_Work request_
Can you copy, word for word, the part of the passage on Singapore's first novel influenza A(H1N1) cases that opens with the words containing "On the backdrop" and closes with "for the region."?
╭─ Selected text
The first case of novel influenza A(H1N1) virus infection to be identified in Singapore arrived in the early hours of 26th May. The SMU student had flown in from New York, slipped past the thermal scanners although she had already developed symptoms onboard the flight, but sought medical attention in the later part of the morning. An alert general practitioner had her transferred to the Communicable Diseases Center (CDC), where laboratory testing confirmed that she was infected with the novel influenza virus in the early hours of 27th May.
Within 36 hours, we have three further cases unrelated to the first, all of whom have come from different parts of the United States. All four patients are being treated at CDC, with none reported as having serious infections. In other words, they would not ordinarily have been hospitalized, except for the unfortunate circumstance of being infected with this new influenza virus. It is understood that their close contacts are also being quarantined (albeit not in the hospital), and have been provided (likely) oseltamivir prophylaxis to prevent the development of overt disease.
On the backdrop of a pandemic with confirmed cases in 58 countries, the importation of this number of cases is not unusual. There will likely be more in the coming weeks. What is unusual is the length of time it had taken for the first case to appear on our shores, given the recent identification of cases in surrounding countries, and Changi Airport’s status as a major aviation hub for the region.
╰─
╭─ Data to examine
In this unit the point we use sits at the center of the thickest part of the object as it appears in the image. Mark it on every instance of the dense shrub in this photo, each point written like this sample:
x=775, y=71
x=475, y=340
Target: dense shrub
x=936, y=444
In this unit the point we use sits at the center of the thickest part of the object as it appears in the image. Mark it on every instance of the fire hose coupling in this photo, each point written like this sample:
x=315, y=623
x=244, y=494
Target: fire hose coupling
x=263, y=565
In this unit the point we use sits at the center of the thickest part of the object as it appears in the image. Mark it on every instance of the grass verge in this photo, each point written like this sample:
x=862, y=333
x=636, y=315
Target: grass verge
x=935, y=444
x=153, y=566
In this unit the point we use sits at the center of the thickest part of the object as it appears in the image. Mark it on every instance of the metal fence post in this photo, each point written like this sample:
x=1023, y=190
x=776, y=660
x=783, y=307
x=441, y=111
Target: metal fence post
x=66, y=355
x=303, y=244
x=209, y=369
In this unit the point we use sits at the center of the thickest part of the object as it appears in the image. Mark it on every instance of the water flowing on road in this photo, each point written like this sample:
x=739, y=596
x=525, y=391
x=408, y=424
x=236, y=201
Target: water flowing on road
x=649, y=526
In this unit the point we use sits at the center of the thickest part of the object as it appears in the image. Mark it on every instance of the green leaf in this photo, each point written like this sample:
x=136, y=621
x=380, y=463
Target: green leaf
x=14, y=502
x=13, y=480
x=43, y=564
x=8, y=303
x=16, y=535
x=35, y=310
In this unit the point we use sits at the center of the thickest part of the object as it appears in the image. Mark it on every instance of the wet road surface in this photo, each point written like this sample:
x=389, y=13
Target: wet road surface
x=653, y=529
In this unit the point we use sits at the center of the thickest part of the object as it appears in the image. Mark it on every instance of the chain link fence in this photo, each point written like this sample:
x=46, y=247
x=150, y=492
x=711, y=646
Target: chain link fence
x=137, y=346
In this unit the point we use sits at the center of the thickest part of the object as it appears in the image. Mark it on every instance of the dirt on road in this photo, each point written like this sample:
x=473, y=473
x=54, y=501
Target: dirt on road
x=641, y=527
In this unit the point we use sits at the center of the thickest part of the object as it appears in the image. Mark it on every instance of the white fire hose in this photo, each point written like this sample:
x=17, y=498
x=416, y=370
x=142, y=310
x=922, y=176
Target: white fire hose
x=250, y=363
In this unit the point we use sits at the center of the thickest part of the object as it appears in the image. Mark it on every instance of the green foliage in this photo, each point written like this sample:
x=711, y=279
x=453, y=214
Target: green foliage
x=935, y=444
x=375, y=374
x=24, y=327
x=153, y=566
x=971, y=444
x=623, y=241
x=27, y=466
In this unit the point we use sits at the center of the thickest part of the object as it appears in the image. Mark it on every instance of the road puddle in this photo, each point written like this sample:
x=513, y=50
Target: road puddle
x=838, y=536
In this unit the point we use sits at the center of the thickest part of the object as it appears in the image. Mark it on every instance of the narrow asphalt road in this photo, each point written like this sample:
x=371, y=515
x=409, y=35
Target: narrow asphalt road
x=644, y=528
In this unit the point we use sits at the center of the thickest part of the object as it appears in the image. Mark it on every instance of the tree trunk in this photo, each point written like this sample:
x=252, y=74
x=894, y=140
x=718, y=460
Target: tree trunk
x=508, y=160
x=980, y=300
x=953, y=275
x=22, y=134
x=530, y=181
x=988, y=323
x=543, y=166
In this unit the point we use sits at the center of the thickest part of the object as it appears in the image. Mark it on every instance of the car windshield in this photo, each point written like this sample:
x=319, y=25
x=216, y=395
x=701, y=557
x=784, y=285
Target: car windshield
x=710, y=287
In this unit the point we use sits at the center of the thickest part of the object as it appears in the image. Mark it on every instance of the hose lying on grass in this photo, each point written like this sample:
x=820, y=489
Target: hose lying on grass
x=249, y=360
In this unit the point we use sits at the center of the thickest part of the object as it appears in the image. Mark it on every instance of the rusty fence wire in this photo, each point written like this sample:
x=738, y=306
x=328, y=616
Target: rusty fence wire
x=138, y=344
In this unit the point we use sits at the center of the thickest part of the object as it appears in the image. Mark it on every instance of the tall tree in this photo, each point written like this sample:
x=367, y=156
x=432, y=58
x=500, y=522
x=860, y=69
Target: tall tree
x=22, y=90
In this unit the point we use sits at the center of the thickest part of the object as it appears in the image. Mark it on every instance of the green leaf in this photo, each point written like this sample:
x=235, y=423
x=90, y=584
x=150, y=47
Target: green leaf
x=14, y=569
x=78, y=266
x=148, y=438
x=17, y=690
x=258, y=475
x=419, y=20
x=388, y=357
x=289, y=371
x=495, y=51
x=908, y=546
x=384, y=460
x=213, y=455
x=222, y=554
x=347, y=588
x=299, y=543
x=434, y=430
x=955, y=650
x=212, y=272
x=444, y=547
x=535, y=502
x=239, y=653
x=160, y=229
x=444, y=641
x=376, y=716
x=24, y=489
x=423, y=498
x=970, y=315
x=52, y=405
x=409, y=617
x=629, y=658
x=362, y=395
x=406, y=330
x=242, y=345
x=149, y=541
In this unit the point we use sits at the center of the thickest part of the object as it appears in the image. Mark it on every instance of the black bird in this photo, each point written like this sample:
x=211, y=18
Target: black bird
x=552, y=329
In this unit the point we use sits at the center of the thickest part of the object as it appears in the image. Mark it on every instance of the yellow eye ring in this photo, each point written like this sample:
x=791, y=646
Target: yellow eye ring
╰─
╭─ Data to examine
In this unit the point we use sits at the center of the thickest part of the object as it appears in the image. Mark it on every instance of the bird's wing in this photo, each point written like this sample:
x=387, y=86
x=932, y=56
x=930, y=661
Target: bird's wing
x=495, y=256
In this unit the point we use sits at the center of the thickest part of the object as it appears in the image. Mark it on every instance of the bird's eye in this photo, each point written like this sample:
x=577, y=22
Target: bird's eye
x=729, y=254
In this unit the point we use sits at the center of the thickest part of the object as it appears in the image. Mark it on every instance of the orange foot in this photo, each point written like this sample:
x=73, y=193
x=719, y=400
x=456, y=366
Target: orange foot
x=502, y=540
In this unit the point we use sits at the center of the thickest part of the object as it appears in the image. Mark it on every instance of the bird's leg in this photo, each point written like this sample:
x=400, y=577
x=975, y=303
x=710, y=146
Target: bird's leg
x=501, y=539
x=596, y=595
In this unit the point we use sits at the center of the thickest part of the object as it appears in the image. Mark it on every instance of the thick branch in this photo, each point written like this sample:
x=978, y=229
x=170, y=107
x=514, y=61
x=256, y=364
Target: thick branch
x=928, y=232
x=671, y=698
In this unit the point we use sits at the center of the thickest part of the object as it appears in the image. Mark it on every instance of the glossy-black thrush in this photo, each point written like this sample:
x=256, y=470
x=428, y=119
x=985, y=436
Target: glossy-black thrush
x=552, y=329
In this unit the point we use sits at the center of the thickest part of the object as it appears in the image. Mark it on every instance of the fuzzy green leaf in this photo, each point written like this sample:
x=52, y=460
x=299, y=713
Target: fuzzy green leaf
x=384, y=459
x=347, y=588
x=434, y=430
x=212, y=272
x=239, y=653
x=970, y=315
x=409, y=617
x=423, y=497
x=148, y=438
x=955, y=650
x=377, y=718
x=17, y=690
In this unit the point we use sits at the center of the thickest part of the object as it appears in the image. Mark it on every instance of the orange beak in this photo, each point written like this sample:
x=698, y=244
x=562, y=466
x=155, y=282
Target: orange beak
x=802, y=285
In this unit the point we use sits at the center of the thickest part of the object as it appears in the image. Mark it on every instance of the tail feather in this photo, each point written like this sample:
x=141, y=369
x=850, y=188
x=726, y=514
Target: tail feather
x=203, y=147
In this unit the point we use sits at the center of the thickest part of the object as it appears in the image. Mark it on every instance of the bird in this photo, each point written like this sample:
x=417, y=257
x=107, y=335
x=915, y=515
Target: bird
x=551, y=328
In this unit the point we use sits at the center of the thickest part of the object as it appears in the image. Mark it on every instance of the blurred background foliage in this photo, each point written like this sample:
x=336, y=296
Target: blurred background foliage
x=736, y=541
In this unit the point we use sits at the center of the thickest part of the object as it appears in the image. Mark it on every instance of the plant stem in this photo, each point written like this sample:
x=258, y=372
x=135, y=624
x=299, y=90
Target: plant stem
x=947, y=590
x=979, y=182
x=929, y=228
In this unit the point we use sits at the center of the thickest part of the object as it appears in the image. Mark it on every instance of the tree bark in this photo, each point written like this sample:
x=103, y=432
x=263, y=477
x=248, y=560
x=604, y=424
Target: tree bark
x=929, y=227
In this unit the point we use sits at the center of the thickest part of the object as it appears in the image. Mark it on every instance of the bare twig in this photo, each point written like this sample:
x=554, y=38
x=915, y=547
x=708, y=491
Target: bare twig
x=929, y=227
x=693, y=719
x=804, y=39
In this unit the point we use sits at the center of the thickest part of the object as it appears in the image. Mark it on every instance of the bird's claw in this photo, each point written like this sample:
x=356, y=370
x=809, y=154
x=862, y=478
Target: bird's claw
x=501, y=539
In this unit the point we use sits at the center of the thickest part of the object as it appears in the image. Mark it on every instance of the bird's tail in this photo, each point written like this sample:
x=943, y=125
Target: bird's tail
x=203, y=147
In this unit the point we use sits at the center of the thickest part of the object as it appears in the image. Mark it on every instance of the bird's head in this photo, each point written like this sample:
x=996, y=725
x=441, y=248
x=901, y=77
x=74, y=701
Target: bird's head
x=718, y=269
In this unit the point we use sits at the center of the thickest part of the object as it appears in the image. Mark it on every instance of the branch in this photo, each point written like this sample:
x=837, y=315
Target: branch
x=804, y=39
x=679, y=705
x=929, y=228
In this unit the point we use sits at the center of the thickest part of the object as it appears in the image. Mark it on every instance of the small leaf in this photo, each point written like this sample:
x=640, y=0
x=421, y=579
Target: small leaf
╰─
_Problem solution_
On the backdrop of a pandemic with confirmed cases in 58 countries, the importation of this number of cases is not unusual. There will likely be more in the coming weeks. What is unusual is the length of time it had taken for the first case to appear on our shores, given the recent identification of cases in surrounding countries, and Changi Airport’s status as a major aviation hub for the region.